┌─ EXCERPT TO READ

This is the first time that genetic analysis has been used to assess whether a psychological treatment like CBT will work for children.
Anxiety disorders are the most common type of mental health disorder in children. They include obsessive-compulsive disorder, phobias, separation anxiety disorder, post-traumatic stress disorder and panic disorder and affect approximately 10 per cent of young people.
The research team of Associate Professor Jennifer Hudson at The Centre for Emotional Health, Macquarie University and Dr Thalia Eley at the MRC Centre for Social, Genetic and Developmental Psychiatry at the Institute of Psychiatry (IoP) at King’s College London, collected DNA from 359 children diagnosed with anxiety disorder, which affects around one in twenty children in Australia. Those found to have a shorter version of the 5HTPP genetic marker were 20 per cent more likely to respond to CBT and to be free of their anxiety six months after the end of their treatment.
Two forms of the 5HTTP gene commonly exist within the human population, short form and a long form. The short form has previously been shown to predict which individuals are likely to be prone to depression when under stress. More recently it has been proposed that the short form influences how individuals respond to their environment more generally, be it positive or negative. In this study children with the short form of the gene were more responsive to the positive environment of CBT, and were more likely to get better.
Dr Hudson says: ‘Anxiety and fear are normal emotions that we experience both in childhood and across the lifespan, yet there are a significant number of children for whom anxiety has a major impact on their lives. Their fears and worries stop them from going to school, spending time with friends, and can affect their physical health. CBT has been shown to help children by changing the way they think about the world around them and to help them gradually face the situations in which they feel scared.’
‘Our study showed that this gene predicted whether children responded well to psychological therapy. The short form of the gene, which can contribute to a child feeling more negative when things are stressful, may have a positive flipside, in that the child is more responsive to CBT.’
The research was funded by the Medical Research Council (UK) and the Australian Research Council. The research was also recently awarded a 2011 Excellence in Research Award from Macquarie University.

└─
┌─ DATA SECTION

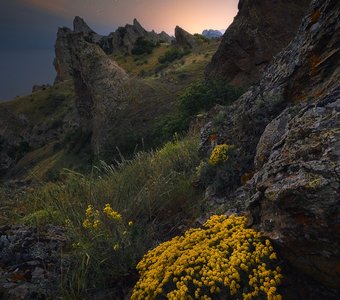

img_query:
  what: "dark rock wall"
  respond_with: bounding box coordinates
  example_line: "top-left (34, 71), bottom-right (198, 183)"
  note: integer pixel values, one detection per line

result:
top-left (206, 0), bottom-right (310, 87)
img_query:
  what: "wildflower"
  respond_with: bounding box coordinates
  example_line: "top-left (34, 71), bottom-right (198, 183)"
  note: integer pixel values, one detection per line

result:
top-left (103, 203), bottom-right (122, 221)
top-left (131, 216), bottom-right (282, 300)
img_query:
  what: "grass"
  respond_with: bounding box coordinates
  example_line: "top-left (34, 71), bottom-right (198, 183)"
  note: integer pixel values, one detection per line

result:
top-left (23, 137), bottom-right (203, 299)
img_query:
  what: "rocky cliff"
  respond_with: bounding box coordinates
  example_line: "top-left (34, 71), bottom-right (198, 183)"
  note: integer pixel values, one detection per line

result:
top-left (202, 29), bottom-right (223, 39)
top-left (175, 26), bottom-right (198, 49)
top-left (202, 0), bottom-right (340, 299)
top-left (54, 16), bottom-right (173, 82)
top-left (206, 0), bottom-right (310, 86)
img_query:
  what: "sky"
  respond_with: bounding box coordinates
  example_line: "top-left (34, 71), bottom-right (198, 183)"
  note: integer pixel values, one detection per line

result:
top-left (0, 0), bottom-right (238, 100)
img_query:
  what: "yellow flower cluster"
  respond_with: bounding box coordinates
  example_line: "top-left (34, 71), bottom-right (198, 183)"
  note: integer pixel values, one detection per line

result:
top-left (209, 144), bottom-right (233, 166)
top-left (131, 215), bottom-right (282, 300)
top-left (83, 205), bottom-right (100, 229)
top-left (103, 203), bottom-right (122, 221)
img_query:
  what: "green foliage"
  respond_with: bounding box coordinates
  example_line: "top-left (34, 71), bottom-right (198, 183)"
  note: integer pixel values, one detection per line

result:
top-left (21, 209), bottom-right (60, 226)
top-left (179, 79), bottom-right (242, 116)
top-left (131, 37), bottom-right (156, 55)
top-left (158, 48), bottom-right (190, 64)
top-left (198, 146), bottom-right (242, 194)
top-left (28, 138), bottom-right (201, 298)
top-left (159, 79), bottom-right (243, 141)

└─
┌─ DATA SECTION

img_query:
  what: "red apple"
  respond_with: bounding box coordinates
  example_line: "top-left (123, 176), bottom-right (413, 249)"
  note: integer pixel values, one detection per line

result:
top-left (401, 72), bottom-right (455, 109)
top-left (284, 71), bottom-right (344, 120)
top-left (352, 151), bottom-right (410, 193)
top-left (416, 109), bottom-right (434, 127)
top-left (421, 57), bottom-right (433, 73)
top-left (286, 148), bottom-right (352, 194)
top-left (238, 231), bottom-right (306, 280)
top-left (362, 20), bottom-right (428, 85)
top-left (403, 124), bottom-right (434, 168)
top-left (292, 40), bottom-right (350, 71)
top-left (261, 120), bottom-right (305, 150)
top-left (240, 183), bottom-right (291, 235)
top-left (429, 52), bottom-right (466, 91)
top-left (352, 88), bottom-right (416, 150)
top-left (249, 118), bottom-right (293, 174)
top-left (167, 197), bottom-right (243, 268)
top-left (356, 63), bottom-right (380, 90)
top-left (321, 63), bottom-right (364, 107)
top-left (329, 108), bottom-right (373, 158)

└─
┌─ DATA SECTION

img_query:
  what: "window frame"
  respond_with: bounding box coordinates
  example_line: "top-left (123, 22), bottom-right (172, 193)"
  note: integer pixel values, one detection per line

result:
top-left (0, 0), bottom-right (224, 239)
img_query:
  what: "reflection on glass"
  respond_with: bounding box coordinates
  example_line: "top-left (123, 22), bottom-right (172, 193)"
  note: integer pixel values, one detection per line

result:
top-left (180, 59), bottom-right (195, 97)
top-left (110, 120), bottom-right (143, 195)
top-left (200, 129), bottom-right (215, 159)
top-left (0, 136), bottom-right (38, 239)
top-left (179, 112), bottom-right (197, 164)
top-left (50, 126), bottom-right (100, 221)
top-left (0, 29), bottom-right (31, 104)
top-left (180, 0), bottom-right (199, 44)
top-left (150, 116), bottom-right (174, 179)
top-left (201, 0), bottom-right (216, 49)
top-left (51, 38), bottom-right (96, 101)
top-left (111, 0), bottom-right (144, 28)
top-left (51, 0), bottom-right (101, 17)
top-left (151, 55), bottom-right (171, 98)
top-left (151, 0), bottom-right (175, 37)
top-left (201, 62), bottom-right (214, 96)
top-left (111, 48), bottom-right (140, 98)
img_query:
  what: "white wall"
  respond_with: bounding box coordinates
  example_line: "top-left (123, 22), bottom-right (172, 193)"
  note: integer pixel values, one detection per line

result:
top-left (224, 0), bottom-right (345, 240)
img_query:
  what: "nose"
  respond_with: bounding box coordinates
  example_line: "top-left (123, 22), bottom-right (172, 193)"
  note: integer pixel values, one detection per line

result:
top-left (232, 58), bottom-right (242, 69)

└─

### PROBLEM DESCRIPTION:
Retype the part of the text on the anxiety gene study that begins at the words "Anxiety disorders are" and stops after "of young people.". The data is not needed for any of this work.

### FINISHED TASK:
Anxiety disorders are the most common type of mental health disorder in children. They include obsessive-compulsive disorder, phobias, separation anxiety disorder, post-traumatic stress disorder and panic disorder and affect approximately 10 per cent of young people.